-- start of DATA IN THIS EXERCISE --

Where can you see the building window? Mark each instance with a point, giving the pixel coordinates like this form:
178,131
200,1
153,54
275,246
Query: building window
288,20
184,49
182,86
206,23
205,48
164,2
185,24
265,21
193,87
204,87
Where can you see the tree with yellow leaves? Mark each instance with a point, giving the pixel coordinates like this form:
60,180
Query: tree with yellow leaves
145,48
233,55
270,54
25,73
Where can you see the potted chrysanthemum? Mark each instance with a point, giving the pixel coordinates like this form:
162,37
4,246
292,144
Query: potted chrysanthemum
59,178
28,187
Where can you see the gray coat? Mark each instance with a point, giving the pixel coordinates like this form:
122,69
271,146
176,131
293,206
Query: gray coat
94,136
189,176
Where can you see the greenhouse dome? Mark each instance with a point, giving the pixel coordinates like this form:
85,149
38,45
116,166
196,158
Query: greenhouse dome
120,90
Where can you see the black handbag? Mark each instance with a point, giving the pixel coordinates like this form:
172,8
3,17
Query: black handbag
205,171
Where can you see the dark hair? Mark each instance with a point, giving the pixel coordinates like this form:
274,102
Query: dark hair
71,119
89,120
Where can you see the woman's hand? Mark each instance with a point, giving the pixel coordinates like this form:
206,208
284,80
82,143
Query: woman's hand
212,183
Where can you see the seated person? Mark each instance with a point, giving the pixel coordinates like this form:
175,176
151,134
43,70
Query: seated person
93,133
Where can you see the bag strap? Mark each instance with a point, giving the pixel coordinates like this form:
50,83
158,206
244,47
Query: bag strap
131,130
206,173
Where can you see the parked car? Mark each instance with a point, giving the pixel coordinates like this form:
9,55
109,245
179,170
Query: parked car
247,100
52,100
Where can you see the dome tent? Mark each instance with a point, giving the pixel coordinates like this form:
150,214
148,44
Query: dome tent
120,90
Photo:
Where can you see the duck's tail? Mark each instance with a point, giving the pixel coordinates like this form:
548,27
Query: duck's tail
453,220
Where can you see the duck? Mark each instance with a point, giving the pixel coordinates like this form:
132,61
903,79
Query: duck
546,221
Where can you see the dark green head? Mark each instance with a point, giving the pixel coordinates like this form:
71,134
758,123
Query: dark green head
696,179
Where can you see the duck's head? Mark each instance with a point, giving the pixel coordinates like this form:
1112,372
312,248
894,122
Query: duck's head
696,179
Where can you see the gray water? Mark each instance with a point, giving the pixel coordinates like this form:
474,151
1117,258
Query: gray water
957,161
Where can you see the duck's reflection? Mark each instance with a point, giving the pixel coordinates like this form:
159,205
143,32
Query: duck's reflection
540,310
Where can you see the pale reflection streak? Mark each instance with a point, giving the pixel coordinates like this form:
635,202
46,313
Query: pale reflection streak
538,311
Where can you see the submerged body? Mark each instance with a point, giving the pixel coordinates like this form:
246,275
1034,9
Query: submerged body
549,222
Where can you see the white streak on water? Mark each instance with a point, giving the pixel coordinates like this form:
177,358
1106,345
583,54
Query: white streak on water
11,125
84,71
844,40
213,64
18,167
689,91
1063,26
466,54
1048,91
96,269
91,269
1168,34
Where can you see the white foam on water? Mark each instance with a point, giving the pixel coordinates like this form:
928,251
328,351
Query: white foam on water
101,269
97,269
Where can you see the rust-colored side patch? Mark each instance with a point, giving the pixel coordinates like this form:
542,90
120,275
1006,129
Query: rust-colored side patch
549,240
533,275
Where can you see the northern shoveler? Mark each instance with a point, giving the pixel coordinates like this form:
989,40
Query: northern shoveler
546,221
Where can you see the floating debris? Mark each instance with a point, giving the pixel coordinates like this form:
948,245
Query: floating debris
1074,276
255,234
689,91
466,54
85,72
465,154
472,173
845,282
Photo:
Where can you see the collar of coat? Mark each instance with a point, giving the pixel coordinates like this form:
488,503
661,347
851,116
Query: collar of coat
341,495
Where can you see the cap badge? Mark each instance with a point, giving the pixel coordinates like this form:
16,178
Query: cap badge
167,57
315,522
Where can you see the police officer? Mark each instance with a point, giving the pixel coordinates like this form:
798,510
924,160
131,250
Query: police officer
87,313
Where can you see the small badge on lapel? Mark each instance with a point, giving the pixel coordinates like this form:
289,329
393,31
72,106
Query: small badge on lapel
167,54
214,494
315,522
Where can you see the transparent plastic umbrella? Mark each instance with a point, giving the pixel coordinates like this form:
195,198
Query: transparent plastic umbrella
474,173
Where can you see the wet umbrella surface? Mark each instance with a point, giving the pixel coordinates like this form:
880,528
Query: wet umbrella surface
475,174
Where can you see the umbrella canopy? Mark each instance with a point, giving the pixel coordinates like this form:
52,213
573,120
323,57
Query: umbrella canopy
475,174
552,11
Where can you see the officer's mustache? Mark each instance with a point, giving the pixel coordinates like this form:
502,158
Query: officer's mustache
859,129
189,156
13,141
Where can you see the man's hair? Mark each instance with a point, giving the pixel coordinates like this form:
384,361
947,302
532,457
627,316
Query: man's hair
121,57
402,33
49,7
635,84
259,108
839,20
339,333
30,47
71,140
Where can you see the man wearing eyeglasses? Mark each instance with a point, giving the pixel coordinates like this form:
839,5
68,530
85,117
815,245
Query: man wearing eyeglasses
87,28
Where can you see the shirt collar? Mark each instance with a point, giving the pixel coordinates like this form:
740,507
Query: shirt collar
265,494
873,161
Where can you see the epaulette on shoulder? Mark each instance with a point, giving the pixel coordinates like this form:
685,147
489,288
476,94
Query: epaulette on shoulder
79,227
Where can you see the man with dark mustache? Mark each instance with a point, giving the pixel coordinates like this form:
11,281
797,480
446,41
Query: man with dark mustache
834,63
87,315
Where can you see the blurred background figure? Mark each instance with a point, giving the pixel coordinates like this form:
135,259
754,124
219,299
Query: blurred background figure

-- end of DATA IN THIS EXERCISE --

# THE TASK:
Using the listing above, reproduce each line without omission.

# RESULT FOR THIS TASK:
Where can you see the building window? Mark each instance with a point, giving the pixel coordinates like this form:
178,131
200,1
153,54
275,246
Query: building window
288,20
184,49
182,86
206,23
205,48
164,2
185,24
265,21
193,87
204,87
Where can you see the tree with yellow leaves? Mark each instance with a point, giving the pixel coordinates like this form:
60,180
Query: tree with yellow leaves
145,48
233,55
270,54
25,73
Where can you see the potted chrysanthemum? Mark each instance with a point, giving the pixel coordinates like this form:
162,37
4,246
292,144
Query: potted chrysanthemum
59,178
28,187
Where can you see the gray coat? Mark each instance with a point, giving the pixel coordinates like this form:
122,69
271,146
176,131
293,206
Query: gray coat
94,136
189,176
Where can you see the greenhouse dome? Mark each instance with a point, giving the pixel coordinates like this form:
85,149
38,45
116,166
196,158
Query: greenhouse dome
120,90
Where can you see the black handbag? Mark each instance with a point, giving the pixel coordinates like this form:
172,8
3,17
Query: black handbag
205,171
Where can you see the dark hair? Mark each instance with a point, giving the pixel coordinates like this form:
274,102
Query: dark hair
71,119
89,120
Where can you see the woman's hand? Mark each instance with a point, giving the pixel coordinates like this form:
206,208
284,80
82,143
Query: woman's hand
212,183
Where can you see the seated person? Mark each instance with a point, giving the pixel coordinates like this form:
175,176
151,134
43,70
Query: seated person
93,133
Where can you see the bag strap? Mark each instance with a point, giving the pixel coordinates like this form:
50,83
158,206
244,47
Query: bag strap
131,130
206,173
Where can you see the parked car? Mark each instance with a point, giving the pixel coordinates like this form:
9,55
109,245
179,170
Query: parked car
247,100
52,100
Where can you see the dome tent? Mark each instance with a point, giving the pixel coordinates like this form:
150,214
148,44
Query: dome tent
120,90
Photo:
Where can you see the duck's tail? Mark each instance with a point, giving the pixel coordinates like this form:
548,27
Query: duck's tail
453,220
Where can you see the duck? Mark each instance with a point, giving the pixel coordinates like this form:
132,61
903,79
Query: duck
546,221
Where can you see the dark green head? Mark each instance with a point, giving the pixel coordinates like this form:
71,134
758,123
Query: dark green head
696,179
Where can you see the duck's head? Mark each instance with a point, giving the pixel coordinates like this form:
1112,372
312,248
894,122
Query: duck's head
696,179
Where can you see the gray water? Mark each instance with a point, giving the pixel coordinates like this form:
474,151
1117,258
Query: gray water
957,161
Where can you see the duck's reflection? Mark each instance with a point, giving the pixel coordinates like this form:
159,205
143,32
Query: duck's reflection
540,310
Where can you see the pale reflection streak? Mark each instance with a point, giving the pixel coordinates like this form:
635,202
46,313
Query: pale reflection streak
538,311
Where can you see the submerged body? Mark each instance with a point, giving the pixel coordinates like this form:
246,275
1034,9
Query: submerged body
549,222
Where can you see the white streak on water? Mark each instance with a point, giving the pixel coordinates like this form:
177,358
1106,345
583,54
Query: white streak on water
11,125
84,71
844,40
213,64
18,167
689,91
1063,26
466,54
1048,91
96,269
91,269
1168,34
Where can you see the white foam on water? Mark each instance with a point, giving the pixel coordinates like this form:
928,251
328,351
Query: white foam on water
101,269
97,269
Where can you see the rust-colored side patch? Mark each instance with a point, giving the pixel coordinates like this form:
542,90
120,275
1006,129
Query: rust-colored side patch
549,240
533,275
Where can you see the northern shoveler? Mark each instance with a point, giving the pixel coordinates like this form:
989,40
Query: northern shoveler
546,221
Where can you see the floating debris? Mark each instance with a point, giving the pixel coordinates like this form:
948,245
Query: floating debris
1074,276
255,234
689,91
466,54
85,72
465,154
472,173
845,282
Photo:
Where can you see the collar of coat? Mark each instance with a point, giving the pixel coordinates like this form:
488,503
661,347
851,116
Query: collar of coat
341,495
Where can you see the cap badge? Mark each instance with a point, giving the pixel coordinates like this form:
16,178
Query: cap badge
167,57
315,522
Where can you see the police officer? Mark each instance with a point, giving the pixel coordinates like this form:
798,510
924,160
131,250
Query: police officer
87,313
Where can you see the small badge on lapel? Mark each instance with a point, giving the pixel coordinates like this form:
289,329
393,31
72,106
Query: small badge on lapel
167,54
214,494
315,522
Where can you see the transparent plastic umbrella? Mark each instance with a point, giving the pixel coordinates like this form:
195,198
Query: transparent plastic umbrella
474,173
Where can you see the wet umbrella surface? Mark each instance with a point, giving the pixel coordinates like this form:
880,528
Query: wet umbrella surface
475,174
Where can you see the umbrella canopy? Mark each instance with a point, giving the pixel coordinates like this form:
52,213
573,120
323,57
Query: umbrella canopy
475,174
552,11
Where can you see the officer's mustache? Mark each instance with a point, giving the pixel coordinates like this form:
502,158
Query: officer's mustache
859,129
189,156
13,141
Where can you see the man's hair? Mark each instance with a point, giving the pixel coordinates like this form:
384,361
947,302
532,457
627,316
Query: man's hair
121,57
402,33
49,7
635,84
259,108
839,20
339,333
30,47
71,140
Where can you see the man wearing eyeglasses? Mark each instance with a point, giving the pixel coordinates like this form:
839,5
68,530
85,117
815,245
Query: man wearing eyeglasses
87,28
Where can you see the shirt collar? Mark each instance with a point, giving the pixel coordinates like this form:
740,507
Query: shirt collar
265,494
873,161
Where can you see the epaulette on shoulder? Mark each instance with a point, giving the pixel coordinates like this form:
685,147
489,288
476,94
Query: epaulette on shoulder
79,227
Where can you see the man with dark mustache? Mark each instance with a point, giving the pixel coordinates like this form:
11,281
797,480
446,41
Query: man with dark mustache
834,63
87,315
Where can you see the blurred background figure? Mark each instance with a point, giving the pixel coordinates like this form:
135,259
754,124
219,299
Query: blurred background figure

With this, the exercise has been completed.